Segment Open

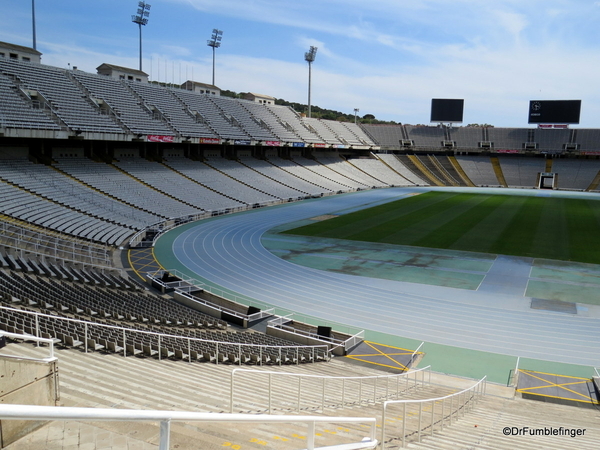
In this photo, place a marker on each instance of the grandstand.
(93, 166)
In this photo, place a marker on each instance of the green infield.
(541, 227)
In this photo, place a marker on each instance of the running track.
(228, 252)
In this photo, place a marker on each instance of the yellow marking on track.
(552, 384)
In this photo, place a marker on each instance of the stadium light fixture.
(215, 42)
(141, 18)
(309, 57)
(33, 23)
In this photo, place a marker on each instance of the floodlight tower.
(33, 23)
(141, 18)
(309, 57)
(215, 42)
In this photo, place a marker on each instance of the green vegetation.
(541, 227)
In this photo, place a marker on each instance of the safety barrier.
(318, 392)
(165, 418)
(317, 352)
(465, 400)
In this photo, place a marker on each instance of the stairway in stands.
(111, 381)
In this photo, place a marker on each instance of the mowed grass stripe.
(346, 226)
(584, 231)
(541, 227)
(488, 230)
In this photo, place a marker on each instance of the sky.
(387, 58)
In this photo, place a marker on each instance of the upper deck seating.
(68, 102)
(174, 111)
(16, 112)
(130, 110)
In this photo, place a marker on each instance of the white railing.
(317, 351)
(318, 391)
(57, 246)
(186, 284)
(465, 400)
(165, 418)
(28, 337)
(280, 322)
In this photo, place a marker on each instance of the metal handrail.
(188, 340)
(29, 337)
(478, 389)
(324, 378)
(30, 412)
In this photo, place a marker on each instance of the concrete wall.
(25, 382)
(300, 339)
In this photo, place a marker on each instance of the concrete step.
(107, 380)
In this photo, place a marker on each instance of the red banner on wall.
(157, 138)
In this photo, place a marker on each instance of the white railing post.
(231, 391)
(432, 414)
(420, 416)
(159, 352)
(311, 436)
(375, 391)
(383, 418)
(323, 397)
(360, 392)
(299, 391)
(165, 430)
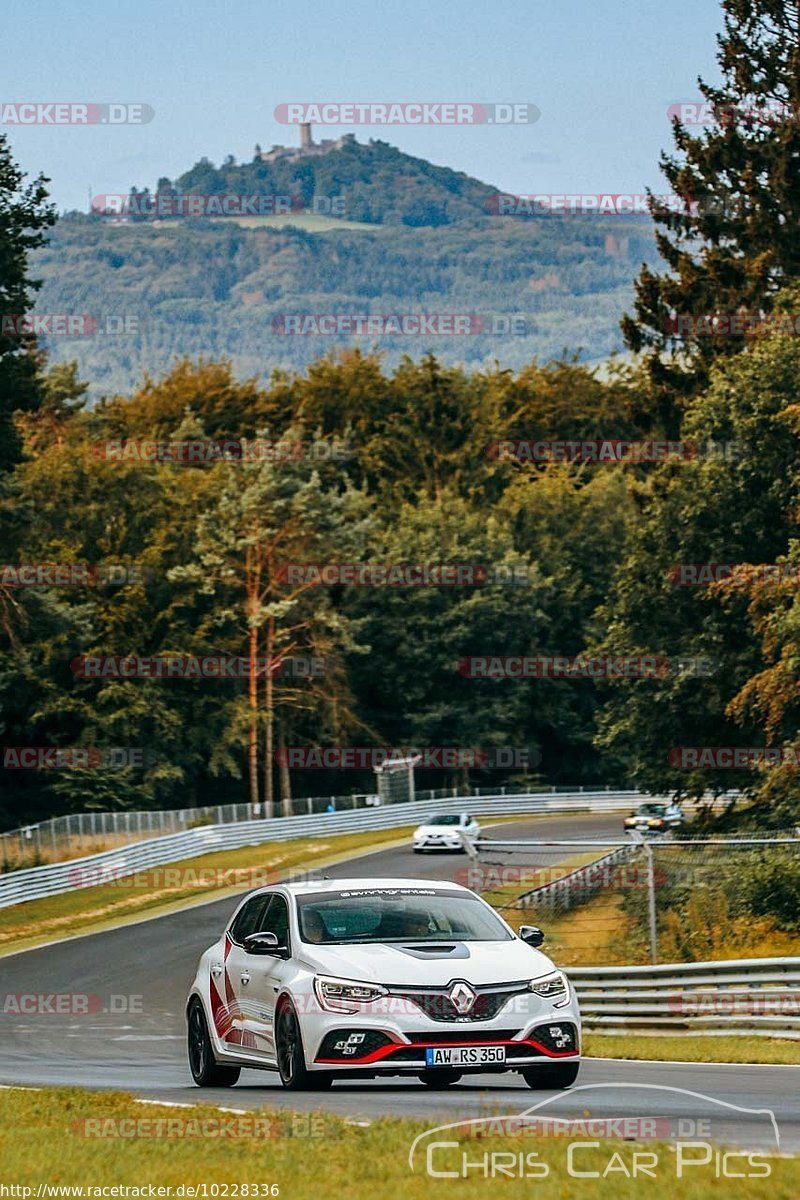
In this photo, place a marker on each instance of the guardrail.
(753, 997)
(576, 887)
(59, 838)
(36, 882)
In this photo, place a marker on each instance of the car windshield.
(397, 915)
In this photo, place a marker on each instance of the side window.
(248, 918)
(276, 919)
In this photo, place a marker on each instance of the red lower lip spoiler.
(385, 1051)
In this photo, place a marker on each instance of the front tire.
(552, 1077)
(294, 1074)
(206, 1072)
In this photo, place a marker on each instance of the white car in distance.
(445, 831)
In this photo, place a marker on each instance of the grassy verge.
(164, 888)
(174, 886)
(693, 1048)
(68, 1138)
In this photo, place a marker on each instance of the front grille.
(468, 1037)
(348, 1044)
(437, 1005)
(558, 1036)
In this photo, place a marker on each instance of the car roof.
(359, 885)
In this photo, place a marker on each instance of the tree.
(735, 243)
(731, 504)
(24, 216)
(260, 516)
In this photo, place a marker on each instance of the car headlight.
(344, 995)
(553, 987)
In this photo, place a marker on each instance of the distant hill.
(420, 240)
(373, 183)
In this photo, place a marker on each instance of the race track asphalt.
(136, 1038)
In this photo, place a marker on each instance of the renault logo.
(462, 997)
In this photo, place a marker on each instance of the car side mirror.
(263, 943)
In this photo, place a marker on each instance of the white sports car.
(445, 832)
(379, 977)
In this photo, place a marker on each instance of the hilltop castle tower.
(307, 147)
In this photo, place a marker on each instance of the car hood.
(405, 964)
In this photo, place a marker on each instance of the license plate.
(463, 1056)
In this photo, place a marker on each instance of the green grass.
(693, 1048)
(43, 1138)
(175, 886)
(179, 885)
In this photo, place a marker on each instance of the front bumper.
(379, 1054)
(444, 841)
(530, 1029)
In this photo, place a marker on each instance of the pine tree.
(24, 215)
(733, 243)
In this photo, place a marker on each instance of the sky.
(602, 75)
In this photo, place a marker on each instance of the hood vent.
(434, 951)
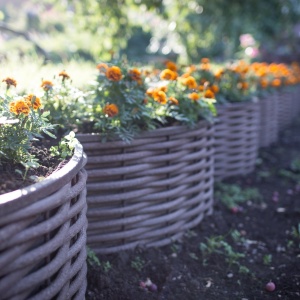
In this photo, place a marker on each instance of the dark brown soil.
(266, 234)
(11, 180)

Segment Closed

**What is being asked**
Taking the line containing "dark brown soil." as the first, please return it and every line after it through the end of the entries, exactly and only those.

**Result of the task**
In this photo, place a marker on each instance of the dark brown soil.
(266, 234)
(11, 180)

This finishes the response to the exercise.